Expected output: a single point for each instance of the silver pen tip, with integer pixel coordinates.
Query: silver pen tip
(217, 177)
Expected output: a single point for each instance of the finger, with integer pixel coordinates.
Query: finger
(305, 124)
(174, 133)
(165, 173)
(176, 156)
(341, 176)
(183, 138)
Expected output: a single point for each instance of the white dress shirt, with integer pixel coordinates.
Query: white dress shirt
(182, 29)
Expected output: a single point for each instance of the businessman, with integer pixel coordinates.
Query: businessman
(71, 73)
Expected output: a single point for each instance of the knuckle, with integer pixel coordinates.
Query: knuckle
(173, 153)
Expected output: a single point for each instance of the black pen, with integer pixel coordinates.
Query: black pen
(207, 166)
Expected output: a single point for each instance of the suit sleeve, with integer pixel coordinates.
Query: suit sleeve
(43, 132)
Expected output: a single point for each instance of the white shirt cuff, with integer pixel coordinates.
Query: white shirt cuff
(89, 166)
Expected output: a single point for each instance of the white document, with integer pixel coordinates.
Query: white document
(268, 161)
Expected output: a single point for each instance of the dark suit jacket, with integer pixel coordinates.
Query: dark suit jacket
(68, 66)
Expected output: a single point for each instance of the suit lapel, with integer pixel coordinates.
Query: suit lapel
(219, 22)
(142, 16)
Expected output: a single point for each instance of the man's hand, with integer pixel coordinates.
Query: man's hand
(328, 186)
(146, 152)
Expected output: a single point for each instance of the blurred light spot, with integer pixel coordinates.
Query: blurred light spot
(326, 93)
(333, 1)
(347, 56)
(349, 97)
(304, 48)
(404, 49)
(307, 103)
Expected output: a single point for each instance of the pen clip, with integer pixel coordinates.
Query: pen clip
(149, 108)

_ _ _ _

- [PROBLEM TO WORK ON] Put every line of the records above into a numbered list, leaving out any blank lines.

- [PROBLEM SOLUTION]
1. Expected output: a single point for each instance of the silver pen tip, with integer pixel coordinates.
2. Query: silver pen tip
3. (217, 177)
4. Expected output: a single point for each instance of the finger, with integer pixel coordinates.
5. Query: finger
6. (305, 124)
7. (174, 133)
8. (165, 173)
9. (176, 156)
10. (341, 176)
11. (183, 138)
12. Expected output: a single point for each instance of the white dress shirt, with integer pixel coordinates.
13. Query: white dress shirt
14. (182, 29)
15. Expected output: a single point for each instance of the businessman, with integer pixel coordinates.
16. Query: businessman
17. (71, 73)
18. Expected output: a single point for each instance of the knuckle, with integer pixel coordinates.
19. Query: knuckle
20. (173, 153)
21. Expected output: a single point for each instance of the black pen, with integer pixel coordinates.
22. Query: black pen
23. (207, 166)
24. Expected output: a single point for each instance of the suit sleeve, with integer pixel coordinates.
25. Query: suit sleeve
26. (43, 132)
27. Expected output: a single point for each instance of the white shirt cuff, with integer pixel coordinates.
28. Query: white shirt cuff
29. (89, 166)
30. Expected output: a single point for each instance of the white document, with integer pixel coordinates.
31. Query: white document
32. (268, 161)
33. Expected output: a single point for each instance of the dark suit jacket, with integer pixel coordinates.
34. Query: dark suit jacket
35. (68, 66)
36. Expected output: a single point for each instance of the suit lapel, with integer pixel coordinates.
37. Query: suit lapel
38. (219, 22)
39. (142, 16)
40. Expected output: a single point for each instance of the man's hand, with integer pixel coordinates.
41. Query: man's hand
42. (328, 186)
43. (146, 152)
44. Expected output: a single point for each instance of the blurred light spot, with integer pixel coordinates.
45. Query: blurred light spot
46. (326, 93)
47. (333, 1)
48. (347, 56)
49. (349, 97)
50. (304, 48)
51. (404, 49)
52. (307, 103)
53. Expected output: a single point for each instance of the pen clip, with integer pixel coordinates.
54. Query: pen clip
55. (149, 108)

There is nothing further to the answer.